_Try it_
Your task is to repeat exactly the lines from the one with "Query: girl's leg" through the end of the records, both included; please leave the pictures out.

--- Records provided Enclosed Below ---

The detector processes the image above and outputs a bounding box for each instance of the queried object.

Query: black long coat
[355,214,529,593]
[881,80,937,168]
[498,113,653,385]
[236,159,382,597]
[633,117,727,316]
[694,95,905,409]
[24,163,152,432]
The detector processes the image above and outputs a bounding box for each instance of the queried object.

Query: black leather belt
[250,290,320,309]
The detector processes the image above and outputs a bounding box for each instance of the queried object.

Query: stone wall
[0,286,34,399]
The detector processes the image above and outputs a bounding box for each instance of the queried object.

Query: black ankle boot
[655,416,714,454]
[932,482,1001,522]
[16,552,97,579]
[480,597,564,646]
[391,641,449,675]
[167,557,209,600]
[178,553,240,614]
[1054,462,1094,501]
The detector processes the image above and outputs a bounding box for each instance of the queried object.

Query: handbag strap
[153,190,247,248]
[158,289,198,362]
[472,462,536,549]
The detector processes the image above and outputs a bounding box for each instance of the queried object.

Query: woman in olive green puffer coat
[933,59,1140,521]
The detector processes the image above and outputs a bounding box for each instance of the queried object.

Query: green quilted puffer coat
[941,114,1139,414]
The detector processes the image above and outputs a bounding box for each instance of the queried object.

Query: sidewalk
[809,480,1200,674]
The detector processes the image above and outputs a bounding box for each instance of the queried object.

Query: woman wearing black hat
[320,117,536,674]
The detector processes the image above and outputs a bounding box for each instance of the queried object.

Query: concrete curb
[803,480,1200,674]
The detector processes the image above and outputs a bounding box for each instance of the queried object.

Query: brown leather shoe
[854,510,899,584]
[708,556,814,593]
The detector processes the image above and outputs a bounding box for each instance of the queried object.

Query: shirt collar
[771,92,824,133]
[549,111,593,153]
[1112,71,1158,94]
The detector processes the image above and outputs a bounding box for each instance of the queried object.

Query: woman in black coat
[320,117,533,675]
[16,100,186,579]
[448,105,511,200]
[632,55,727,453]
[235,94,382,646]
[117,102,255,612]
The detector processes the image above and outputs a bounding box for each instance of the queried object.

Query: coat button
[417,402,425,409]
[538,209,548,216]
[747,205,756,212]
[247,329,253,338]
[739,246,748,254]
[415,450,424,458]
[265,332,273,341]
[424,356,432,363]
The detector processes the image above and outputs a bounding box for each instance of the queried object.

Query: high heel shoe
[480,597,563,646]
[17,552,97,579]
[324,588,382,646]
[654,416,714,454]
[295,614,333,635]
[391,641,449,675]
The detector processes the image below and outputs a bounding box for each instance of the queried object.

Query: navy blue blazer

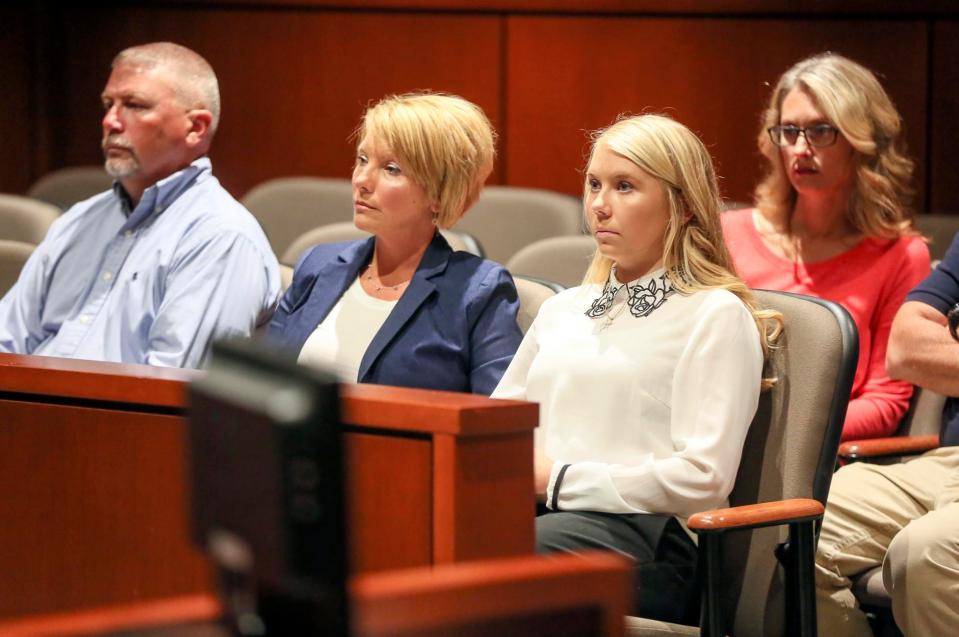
[267,233,522,395]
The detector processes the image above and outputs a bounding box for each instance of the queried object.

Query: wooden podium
[0,353,536,619]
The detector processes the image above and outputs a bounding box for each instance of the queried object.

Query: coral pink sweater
[722,208,930,440]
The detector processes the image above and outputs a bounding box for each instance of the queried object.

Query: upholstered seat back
[507,235,596,289]
[723,291,857,636]
[0,194,60,245]
[453,186,584,264]
[27,165,113,211]
[242,177,354,258]
[0,239,35,297]
[626,290,858,637]
[513,276,563,335]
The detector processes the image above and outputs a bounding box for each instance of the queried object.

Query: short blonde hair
[584,114,782,381]
[755,53,916,239]
[356,92,496,229]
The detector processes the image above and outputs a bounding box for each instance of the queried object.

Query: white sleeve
[490,319,539,401]
[552,296,764,517]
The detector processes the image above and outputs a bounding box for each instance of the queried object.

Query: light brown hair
[755,53,916,239]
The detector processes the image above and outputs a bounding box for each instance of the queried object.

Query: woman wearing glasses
[722,53,929,441]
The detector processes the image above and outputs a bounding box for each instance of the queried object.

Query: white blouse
[297,277,396,382]
[492,269,764,519]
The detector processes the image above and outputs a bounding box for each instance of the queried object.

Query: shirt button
[79,315,91,324]
[103,272,113,281]
[125,230,134,238]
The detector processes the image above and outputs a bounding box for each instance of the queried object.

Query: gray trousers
[537,510,699,624]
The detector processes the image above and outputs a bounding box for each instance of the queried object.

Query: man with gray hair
[0,42,280,368]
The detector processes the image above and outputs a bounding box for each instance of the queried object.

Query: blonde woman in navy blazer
[268,93,521,394]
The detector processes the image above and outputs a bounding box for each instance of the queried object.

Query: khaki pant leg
[815,453,949,637]
[883,447,959,636]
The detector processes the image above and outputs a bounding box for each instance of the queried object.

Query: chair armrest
[687,498,823,533]
[838,435,939,461]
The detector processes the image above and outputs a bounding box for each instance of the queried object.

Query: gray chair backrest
[506,235,595,289]
[241,177,354,258]
[278,264,294,292]
[513,276,563,335]
[281,222,483,266]
[915,213,959,262]
[0,240,35,297]
[0,195,60,244]
[628,291,859,637]
[26,165,113,211]
[895,384,946,439]
[453,186,584,264]
[282,222,366,265]
[722,290,857,637]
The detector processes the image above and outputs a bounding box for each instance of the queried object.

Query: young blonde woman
[493,114,781,621]
[723,53,930,440]
[269,92,521,394]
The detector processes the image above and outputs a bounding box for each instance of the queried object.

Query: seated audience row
[0,40,954,633]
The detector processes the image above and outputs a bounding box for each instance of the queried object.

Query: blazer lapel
[288,238,374,352]
[359,233,451,381]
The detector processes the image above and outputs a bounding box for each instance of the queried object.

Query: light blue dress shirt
[0,158,280,368]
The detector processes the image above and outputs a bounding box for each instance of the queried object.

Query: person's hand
[534,449,555,503]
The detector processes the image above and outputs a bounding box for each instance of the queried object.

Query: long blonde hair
[754,53,916,239]
[584,114,782,383]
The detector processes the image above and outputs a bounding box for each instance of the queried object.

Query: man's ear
[185,109,213,147]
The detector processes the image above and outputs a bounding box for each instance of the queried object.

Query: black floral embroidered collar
[585,267,675,324]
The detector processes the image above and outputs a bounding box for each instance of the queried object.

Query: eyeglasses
[767,124,840,148]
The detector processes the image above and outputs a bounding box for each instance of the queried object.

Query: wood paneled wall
[1,8,36,195]
[3,3,957,210]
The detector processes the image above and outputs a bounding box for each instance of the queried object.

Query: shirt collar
[114,157,211,231]
[610,265,668,288]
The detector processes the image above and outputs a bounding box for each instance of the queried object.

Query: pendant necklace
[599,283,632,330]
[585,269,632,331]
[364,263,409,292]
[585,267,675,329]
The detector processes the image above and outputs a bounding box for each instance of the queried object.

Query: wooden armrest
[351,552,632,637]
[688,498,823,533]
[838,435,939,460]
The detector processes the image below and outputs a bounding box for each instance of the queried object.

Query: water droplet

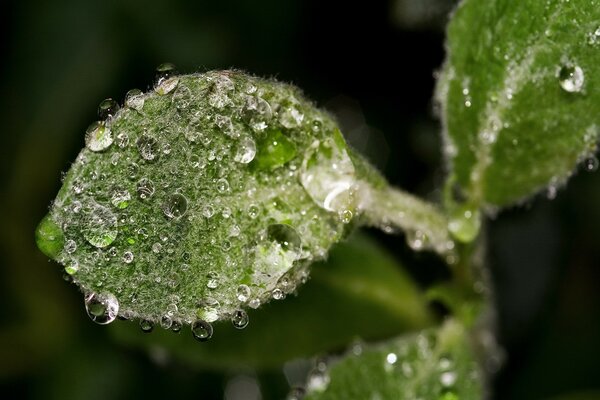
[85,121,113,152]
[137,178,155,199]
[306,369,330,393]
[152,242,162,253]
[272,288,284,300]
[155,63,177,82]
[440,371,457,387]
[448,205,480,243]
[127,162,140,180]
[253,129,297,170]
[122,251,134,264]
[279,107,304,129]
[171,320,182,333]
[206,274,219,289]
[172,85,192,110]
[137,134,159,161]
[192,319,213,342]
[559,65,584,93]
[208,75,235,109]
[406,230,427,251]
[111,189,131,209]
[340,209,353,224]
[202,205,215,218]
[85,292,119,325]
[300,130,357,213]
[65,260,79,275]
[386,353,398,365]
[82,204,118,248]
[125,89,144,110]
[64,239,77,254]
[155,63,179,95]
[163,193,188,219]
[248,298,261,309]
[584,156,599,172]
[231,309,249,329]
[268,224,302,254]
[215,114,238,138]
[35,215,65,259]
[140,319,154,333]
[234,137,257,164]
[216,178,230,193]
[160,315,173,329]
[237,284,251,302]
[248,205,260,219]
[98,98,120,119]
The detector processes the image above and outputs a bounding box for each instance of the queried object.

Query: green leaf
[437,0,600,209]
[109,233,433,369]
[303,319,484,400]
[37,69,380,328]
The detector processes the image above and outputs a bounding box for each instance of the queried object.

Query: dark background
[1,0,599,399]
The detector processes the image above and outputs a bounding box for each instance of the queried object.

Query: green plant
[34,0,600,398]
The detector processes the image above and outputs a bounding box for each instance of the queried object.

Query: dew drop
[122,251,134,264]
[127,162,140,180]
[125,89,144,111]
[65,260,79,275]
[215,114,238,138]
[208,75,235,109]
[386,353,398,365]
[82,204,118,248]
[111,189,131,209]
[137,178,155,199]
[231,309,249,329]
[306,369,330,393]
[137,134,159,161]
[248,298,261,309]
[216,178,230,193]
[584,156,599,172]
[248,205,259,219]
[140,319,154,333]
[85,292,119,325]
[253,129,297,170]
[448,205,480,243]
[279,107,304,129]
[163,193,188,219]
[268,224,302,254]
[64,239,77,254]
[559,65,584,93]
[192,319,213,342]
[85,121,113,152]
[406,230,427,251]
[237,284,251,302]
[340,209,353,224]
[160,315,173,330]
[300,130,357,213]
[440,371,457,387]
[234,137,257,164]
[272,288,284,300]
[152,242,162,253]
[97,98,120,119]
[171,320,182,333]
[154,63,179,95]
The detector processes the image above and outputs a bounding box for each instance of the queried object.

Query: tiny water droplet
[137,135,159,161]
[65,260,79,275]
[171,320,182,333]
[559,65,584,93]
[248,205,260,219]
[85,121,113,152]
[231,309,249,329]
[272,288,284,300]
[584,156,599,172]
[152,242,162,253]
[85,292,119,325]
[248,298,260,309]
[160,315,173,330]
[98,98,120,119]
[140,319,154,333]
[125,89,144,110]
[279,107,304,129]
[64,239,77,254]
[163,193,188,219]
[340,209,353,224]
[137,178,155,199]
[122,251,134,264]
[237,284,251,302]
[82,204,118,248]
[216,178,230,193]
[406,230,427,251]
[440,371,457,387]
[448,205,480,243]
[192,319,213,342]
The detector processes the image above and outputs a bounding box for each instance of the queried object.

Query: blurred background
[1,0,599,399]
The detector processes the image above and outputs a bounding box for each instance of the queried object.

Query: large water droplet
[125,89,144,111]
[208,75,235,109]
[231,309,249,329]
[85,292,119,325]
[192,319,213,342]
[268,224,302,254]
[154,63,179,95]
[137,134,160,161]
[35,215,65,259]
[253,129,297,170]
[163,193,188,219]
[559,65,584,93]
[98,98,120,119]
[82,204,118,248]
[237,284,251,302]
[300,129,357,213]
[448,205,480,243]
[234,136,257,164]
[137,178,156,199]
[85,121,113,152]
[111,189,131,209]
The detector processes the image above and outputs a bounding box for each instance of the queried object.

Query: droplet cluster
[38,68,361,337]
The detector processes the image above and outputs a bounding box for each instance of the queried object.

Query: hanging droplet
[137,178,156,199]
[559,65,585,93]
[82,204,118,248]
[65,260,79,275]
[231,309,249,329]
[163,193,188,219]
[272,288,284,300]
[160,314,173,330]
[140,319,154,333]
[237,284,251,302]
[110,189,131,209]
[154,63,179,95]
[406,230,427,251]
[448,205,480,243]
[191,319,213,342]
[171,320,182,333]
[137,134,159,161]
[85,121,113,152]
[97,98,120,119]
[234,136,257,164]
[85,292,119,325]
[125,89,145,111]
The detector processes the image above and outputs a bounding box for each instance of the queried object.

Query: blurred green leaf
[304,319,483,400]
[109,233,433,370]
[437,0,600,208]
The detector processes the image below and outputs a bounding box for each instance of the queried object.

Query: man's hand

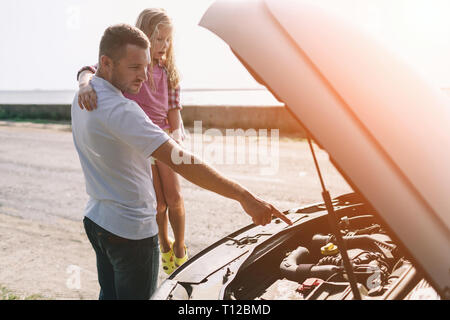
[239,192,293,226]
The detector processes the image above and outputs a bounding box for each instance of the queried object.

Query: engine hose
[280,246,341,282]
[308,265,342,281]
[280,246,310,281]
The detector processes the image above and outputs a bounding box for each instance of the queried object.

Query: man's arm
[152,139,292,226]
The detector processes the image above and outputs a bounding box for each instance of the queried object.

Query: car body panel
[199,0,450,296]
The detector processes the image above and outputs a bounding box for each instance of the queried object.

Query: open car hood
[199,0,450,297]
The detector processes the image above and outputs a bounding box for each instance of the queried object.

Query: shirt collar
[91,75,124,97]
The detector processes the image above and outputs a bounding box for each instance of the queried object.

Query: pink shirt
[124,64,171,130]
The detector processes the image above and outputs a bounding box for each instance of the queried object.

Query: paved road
[0,121,352,255]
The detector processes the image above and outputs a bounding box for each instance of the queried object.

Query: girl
[77,8,188,275]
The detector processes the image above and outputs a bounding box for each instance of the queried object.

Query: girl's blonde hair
[135,8,180,90]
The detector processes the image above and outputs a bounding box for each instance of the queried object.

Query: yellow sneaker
[173,243,189,269]
[160,238,175,275]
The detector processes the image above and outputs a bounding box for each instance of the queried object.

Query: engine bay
[158,195,440,300]
[223,202,425,300]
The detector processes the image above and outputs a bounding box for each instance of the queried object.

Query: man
[71,24,291,300]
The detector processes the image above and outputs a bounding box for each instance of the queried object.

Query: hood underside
[199,0,450,297]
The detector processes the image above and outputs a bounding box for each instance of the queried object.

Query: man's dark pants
[83,217,159,300]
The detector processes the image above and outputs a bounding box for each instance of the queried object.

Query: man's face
[110,44,150,94]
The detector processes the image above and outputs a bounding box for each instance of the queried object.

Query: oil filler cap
[321,242,339,256]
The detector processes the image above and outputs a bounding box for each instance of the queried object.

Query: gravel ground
[0,120,352,299]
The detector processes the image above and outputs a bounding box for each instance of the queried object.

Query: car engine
[158,197,440,300]
[258,214,414,300]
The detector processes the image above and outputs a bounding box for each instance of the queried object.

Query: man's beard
[110,69,141,94]
[110,72,129,93]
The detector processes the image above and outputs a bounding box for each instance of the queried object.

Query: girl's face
[151,24,172,61]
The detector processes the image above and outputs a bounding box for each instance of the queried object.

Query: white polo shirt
[71,76,170,240]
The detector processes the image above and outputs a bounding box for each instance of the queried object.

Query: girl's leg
[151,163,170,253]
[155,159,186,259]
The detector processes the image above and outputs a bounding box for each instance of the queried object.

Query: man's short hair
[99,23,150,62]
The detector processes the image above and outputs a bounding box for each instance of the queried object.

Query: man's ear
[100,55,113,71]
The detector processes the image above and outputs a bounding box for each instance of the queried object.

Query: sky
[1,0,450,91]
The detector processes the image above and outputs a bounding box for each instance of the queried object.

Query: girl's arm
[167,86,185,144]
[167,108,184,143]
[77,65,98,111]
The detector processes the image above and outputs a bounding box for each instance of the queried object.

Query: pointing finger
[272,207,293,225]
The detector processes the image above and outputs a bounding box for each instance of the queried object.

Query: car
[152,0,450,300]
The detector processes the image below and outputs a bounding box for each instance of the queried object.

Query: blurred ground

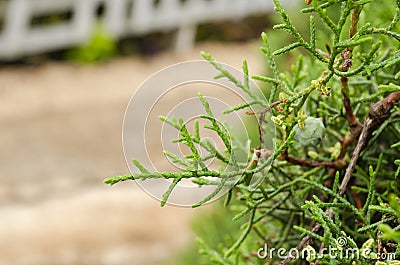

--- End of Enclosed Records provided ---

_Task response_
Query: girl's leg
[151,163,170,253]
[155,159,186,259]
The detector processes the image above and outputs a bounding box for each instance of the queried object.

Query: man's short hair
[99,23,150,62]
The detector processes the image above and outputs a bounding box for each instance of the queried object.

Query: man's ear
[100,55,113,71]
The detector processes the image above and outputs a bounding box for each instance of the queried object.

Query: sky
[1,0,450,91]
The detector processes the image above and outputs a bounding box for each instance of the queried object.

Query: girl's arm
[167,86,185,144]
[167,108,184,143]
[77,65,98,111]
The detector processes the image above and outputs a bounding box for each instance of the queried object.

Query: pointing finger
[272,207,293,225]
The detector processes the image above and outputs a bounding box for each instance of the queried object.

Query: car
[152,0,450,300]
The detector processes the image below and outputs a bounding box for each instance of the queried object.

Query: blurred ground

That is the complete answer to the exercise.